## The tasks
(1) Copy the part of the LBT passage starting with "The Ohio State" and going on through "the LBT project.".
(2) For each statement, say yes or no depending on whether it agrees with the LBT passage, and quote the words that decide it: (a) Ohio State withdrew from the project in 1991 because of budget limits. (b) Ohio State will receive one-eighth of the observing time on the telescope. (c) The grant funding the Multi-Object Double Spectrograph was for $2 million.

--- START Text section ---

Ohio State originally joined the LBT project in the early
1980s but had to withdraw in 1991 due to budgetary constraints.
At the time of its withdrawal, Ohio State had already invested
$2.6 million into the project. When Ohio State rejoined the project
in 1997, the LBT consortium agreed to apply the previous investment
towards Ohio States one-eighth share of the cost of the project.
In addition to the $2.6 million, counted as $3.2 million because
of inflation, already invested, Ohio State agreed to invest an
additional $3.2 million. This would be the only direct monetary
contribution Ohio State would have to make towards its share
of the project.
To complete its one-eighth investment, Ohio State agreed to
build $3.2 million worth of instrumentation and other necessary
parts for the telescope. This in-kind contribution is being made
in the form of the Multi-Object Double Spectrograph and the aluminization
Although its investments only total a one-eighth share of
the LBT cost, Ohio State will receive one-sixth of the observing
time on the telescope. The Research Corporation, a private foundation
that invests in scientific research, holds a one-eighth share
of the project and agreed to match Ohio States $3.2 million direct
contribution by giving Ohio State one-fourth of the observation
time owned by the Corporation. The University of Virginia, The
University of Notre Dame and The University of Minnesota have
arranged to buy the Research Corporations remaining observation
Astronomers conducting astronomical research rarely look through
the eyepiece of the telescope that they are using. Instead they
use sensitive instruments that attach to the telescope, analyze
the light from the objects being observed, and output the data
to a computer. This set up allows different instruments to be
interchanged on one telescope, depending on the data collection
needs of the astronomer.
The Ohio State University Department of Astronomy will be
providing such an instrument, a Multi-Object Double Spectrograph
(MODS), as one of its largest contributions to the LBT project.
With funding from a $1 million, 3-year grant from the National
Science Foundation (NSF), the Imaging Sciences Laboratory
(ISL) will have the necessary resources to build the instrument
in such a way that it should be fully operational by the completion
of the telescope. However, as scientific advances are made and
as more funding becomes available, additional modifications to
the instrument will still be possible.
Optical Spectrographs, like MODS, are central to a wide range
of research performed using observations made on large telescopes.

--- END Text section ---
--- START Dataset content ---

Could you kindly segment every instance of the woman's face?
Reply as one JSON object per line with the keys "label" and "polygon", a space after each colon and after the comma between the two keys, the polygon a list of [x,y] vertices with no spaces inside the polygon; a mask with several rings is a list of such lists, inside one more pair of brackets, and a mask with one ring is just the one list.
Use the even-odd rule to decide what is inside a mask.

--- END Dataset content ---

## Responses to the tasks
(1)
The Ohio State University Department of Astronomy will be
providing such an instrument, a Multi-Object Double Spectrograph
(MODS), as one of its largest contributions to the LBT project.

(2)
(a) Yes: "had to withdraw in 1991 due to budgetary constraints."
(b) No: "Ohio State will receive one-sixth of the observing time on the telescope."
(c) No: "With funding from a $1 million, 3-year grant from the National Science Foundation (NSF)"